Return the records below exactly as they are written.

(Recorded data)
================================

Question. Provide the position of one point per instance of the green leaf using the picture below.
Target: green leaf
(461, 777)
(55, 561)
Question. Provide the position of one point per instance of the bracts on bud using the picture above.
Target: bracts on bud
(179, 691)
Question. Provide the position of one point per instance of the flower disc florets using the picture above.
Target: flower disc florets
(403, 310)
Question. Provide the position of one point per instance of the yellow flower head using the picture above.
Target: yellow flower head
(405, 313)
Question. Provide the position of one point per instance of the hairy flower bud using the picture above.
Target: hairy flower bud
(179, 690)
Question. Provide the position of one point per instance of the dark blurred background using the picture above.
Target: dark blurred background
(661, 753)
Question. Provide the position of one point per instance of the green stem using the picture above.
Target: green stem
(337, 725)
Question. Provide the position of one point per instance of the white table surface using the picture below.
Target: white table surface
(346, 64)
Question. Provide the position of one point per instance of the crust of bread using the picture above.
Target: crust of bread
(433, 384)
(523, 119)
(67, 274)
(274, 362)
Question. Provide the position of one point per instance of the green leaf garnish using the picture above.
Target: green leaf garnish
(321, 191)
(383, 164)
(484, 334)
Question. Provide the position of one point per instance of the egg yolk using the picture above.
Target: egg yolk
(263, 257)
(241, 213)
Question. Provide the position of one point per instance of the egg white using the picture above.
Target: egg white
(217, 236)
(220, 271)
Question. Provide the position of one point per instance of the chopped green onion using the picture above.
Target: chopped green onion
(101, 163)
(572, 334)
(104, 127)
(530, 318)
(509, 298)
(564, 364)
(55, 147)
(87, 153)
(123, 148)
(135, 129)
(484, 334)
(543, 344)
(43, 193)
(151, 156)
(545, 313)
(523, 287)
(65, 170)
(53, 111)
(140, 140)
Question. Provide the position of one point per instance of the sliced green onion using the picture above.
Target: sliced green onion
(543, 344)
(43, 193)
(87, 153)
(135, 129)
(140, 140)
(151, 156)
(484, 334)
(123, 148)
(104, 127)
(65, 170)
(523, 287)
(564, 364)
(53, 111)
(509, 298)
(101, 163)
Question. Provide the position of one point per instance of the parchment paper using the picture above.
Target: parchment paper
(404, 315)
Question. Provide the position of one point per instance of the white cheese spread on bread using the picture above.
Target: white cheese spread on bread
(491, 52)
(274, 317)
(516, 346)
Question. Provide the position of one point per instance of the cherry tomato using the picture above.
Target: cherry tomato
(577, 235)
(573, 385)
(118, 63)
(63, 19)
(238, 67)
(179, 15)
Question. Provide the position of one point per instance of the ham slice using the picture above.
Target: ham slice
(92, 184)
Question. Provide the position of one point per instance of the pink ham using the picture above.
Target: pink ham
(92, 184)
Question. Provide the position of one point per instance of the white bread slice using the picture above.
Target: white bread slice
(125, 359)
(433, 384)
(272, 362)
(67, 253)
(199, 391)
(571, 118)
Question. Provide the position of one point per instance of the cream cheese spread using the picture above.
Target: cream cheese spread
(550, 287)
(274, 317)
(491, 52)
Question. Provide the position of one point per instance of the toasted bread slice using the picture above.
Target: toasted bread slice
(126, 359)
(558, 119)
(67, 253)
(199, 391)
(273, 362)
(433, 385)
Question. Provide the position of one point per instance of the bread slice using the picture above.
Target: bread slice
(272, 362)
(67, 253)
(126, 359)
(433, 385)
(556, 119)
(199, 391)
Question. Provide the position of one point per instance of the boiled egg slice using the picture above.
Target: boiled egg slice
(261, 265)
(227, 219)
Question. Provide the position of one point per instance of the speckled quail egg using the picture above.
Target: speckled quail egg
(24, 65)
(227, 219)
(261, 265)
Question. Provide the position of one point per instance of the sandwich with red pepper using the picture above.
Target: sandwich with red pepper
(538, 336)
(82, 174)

================================

» COMPLETED TASK:
Question. Provide the position of one point per instance of the green leaf using the picture below.
Target: green leaf
(461, 777)
(55, 561)
Question. Provide the position of one point per instance of the bracts on bud using the picture above.
Target: bracts on bud
(179, 691)
Question. Provide the position of one point per instance of the flower disc florets using the picture above.
Target: flower disc florets
(403, 310)
Question. Provide the position of one point per instance of the yellow flower head using the picture above.
Target: yellow flower head
(405, 313)
Question. Provide the position of one point per instance of the hairy flower bud using the picture above.
Target: hairy flower bud
(179, 690)
Question. Provide the position of one point per instance of the dark blurred background using the picture above.
Target: dark blurred background
(661, 753)
Question. Provide the position of one point per instance of the green stem using the picture above.
Target: green stem
(337, 725)
Question. Provide the position of one point per instance of the white table surface using the picture below.
Target: white table surface
(346, 64)
Question. Provide the position of one point per instance of the crust of bread using the picture above.
Target: crust of bread
(433, 384)
(523, 119)
(67, 274)
(274, 362)
Question. Provide the position of one point per instance of the green leaf garnish using the picture above.
Target: green leaf garnish
(321, 191)
(383, 164)
(484, 334)
Question. Provide the position of one point per instance of the egg yolk using the picture above.
Target: egg yolk
(263, 257)
(241, 213)
Question. Provide the position of one point per instance of the egg white using the picture above.
Target: egg white
(217, 236)
(220, 271)
Question. Provide the position of one point per instance of the chopped green onion using the picture above.
Target: chopped green onion
(101, 163)
(572, 334)
(104, 127)
(530, 318)
(509, 298)
(564, 364)
(55, 147)
(87, 153)
(123, 148)
(135, 129)
(484, 334)
(543, 344)
(43, 193)
(151, 156)
(545, 313)
(523, 287)
(65, 170)
(53, 111)
(140, 140)
Question. Provide the position of one point per instance of the sliced green onion using the picture above.
Target: sliced green onion
(543, 344)
(43, 193)
(87, 153)
(135, 129)
(140, 140)
(151, 156)
(484, 334)
(123, 148)
(104, 127)
(65, 170)
(523, 287)
(564, 364)
(53, 111)
(509, 298)
(101, 163)
Question. Provide the position of one point per instance of the parchment paper using the picture above.
Target: parchment paper
(404, 315)
Question. Provide the position of one point per instance of the white cheese spread on bread using the picture above.
Target: white cheese spread on bread
(491, 52)
(274, 317)
(516, 346)
Question. Provide the position of one point per instance of the cherry tomato using the picture above.
Target: cherry tomato
(577, 235)
(573, 385)
(118, 63)
(63, 19)
(238, 67)
(179, 15)
Question. Provide the position of one point per instance of the ham slice using the picture above.
Target: ham slice
(92, 184)
Question. Provide the position of one point per instance of the pink ham using the picture above.
Target: pink ham
(92, 184)
Question. Provide the position of one point per instance of the white bread slice using the picture above.
Target: white bread slice
(125, 359)
(433, 384)
(272, 362)
(67, 253)
(199, 391)
(571, 118)
Question. Provide the position of one point per instance of the cream cheese spread using the picture above.
Target: cream cheese spread
(550, 287)
(274, 317)
(491, 52)
Question. Provide the position of one point per instance of the toasted bread slice using the picture above.
Target: toasted bread slice
(126, 359)
(558, 119)
(67, 253)
(199, 391)
(273, 362)
(433, 385)
Question. Provide the position of one point per instance of the bread slice using the picture above.
Target: bread slice
(272, 362)
(67, 253)
(126, 359)
(433, 385)
(556, 119)
(199, 391)
Question. Provide the position of one point per instance of the boiled egg slice using the picture above.
Target: boiled egg slice
(261, 265)
(227, 219)
Question. Provide the position of one point per instance of the speckled quail egg using the picture above.
Target: speckled quail egg
(24, 65)
(227, 219)
(261, 265)
Question. Provide the position of one point per instance of the sandwich with red pepper using the picture above.
Target: sandwich with red pepper
(538, 336)
(82, 174)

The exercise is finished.